Tasks to complete
a) In the deer hunting excerpt below, what are all the circumstances in which the writer took mature bucks inside bedding areas, and how many bucks does each account for?
b) In the deer hunting excerpt below, what odds does the writer give for an encounter at one of the house's entry doors?

Excerpt to read
——————

Notice I mentioned in their home and not at one of the two or three entry doors. My house has a front door, back door, and entry door from the garage so the odds of an encounter at an entry door would be 33%, as opposed to inside where the odds would be 100%. A bedding area is definitely larger than the inside of a house and there are typically dozens of entry and exit routes or doors leading into – and out of – a deer’s bedding area.      

Our homes offer us the same securities that interiors of bedding areas offer deer: secure places to move around in, bed down, and breed. If that hypothetical plan works for humans, hunting within bedding areas will and have certainly proven to work for me, for taking mature bucks, especially during the rut phases.  

Bucks and particularly does for this conversation, typically bed in known bedding areas and during the rut phases bucks search for and breed does, therefore, bucks search bedding areas for estrous does. Once does are searched out, most breeding takes place within the confines of the secure cover of bedding areas. 

If you don’t believe this, count the actual times you have witnessed a mature buck in a pressured area, breed a doe in an area with minimal if any security cover. Even though mature bucks breed throughout the day when with an estrus doe, I bet it isn’t many. 

To the best of my recollection, I have taken two mature bucks while they were on top of and breeding does, three I stopped with a vocal doe matt as they were chasing does past me, three came into active primary scrape areas, five others were enticed within range using soft sparring/rattling sequences, one by using a fawn in distress call, and 2 followed a real (cut from a deer) buck tarsal drag line to my tree. What all these kills had in common is they were all within the confines of bedding areas. That’s 16 book bucks taken within bedding areas and I only hunt interiors of bedding areas on a very limited basis making them my highest percentage areas to make kills.

——————

Data block
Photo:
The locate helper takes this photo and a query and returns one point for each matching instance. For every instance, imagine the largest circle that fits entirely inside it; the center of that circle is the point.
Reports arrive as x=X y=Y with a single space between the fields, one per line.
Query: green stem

——————

The replies
a)
- Shot while on top of and breeding does: 2
- Stopped with a vocal doe matt while chasing does past the writer: 3
- Came into active primary scrape areas: 3
- Enticed within range using soft sparring/rattling sequences: 5
- Called in with a fawn in distress call: 1
- Followed a real buck tarsal drag line to the writer's tree: 2

b) 33%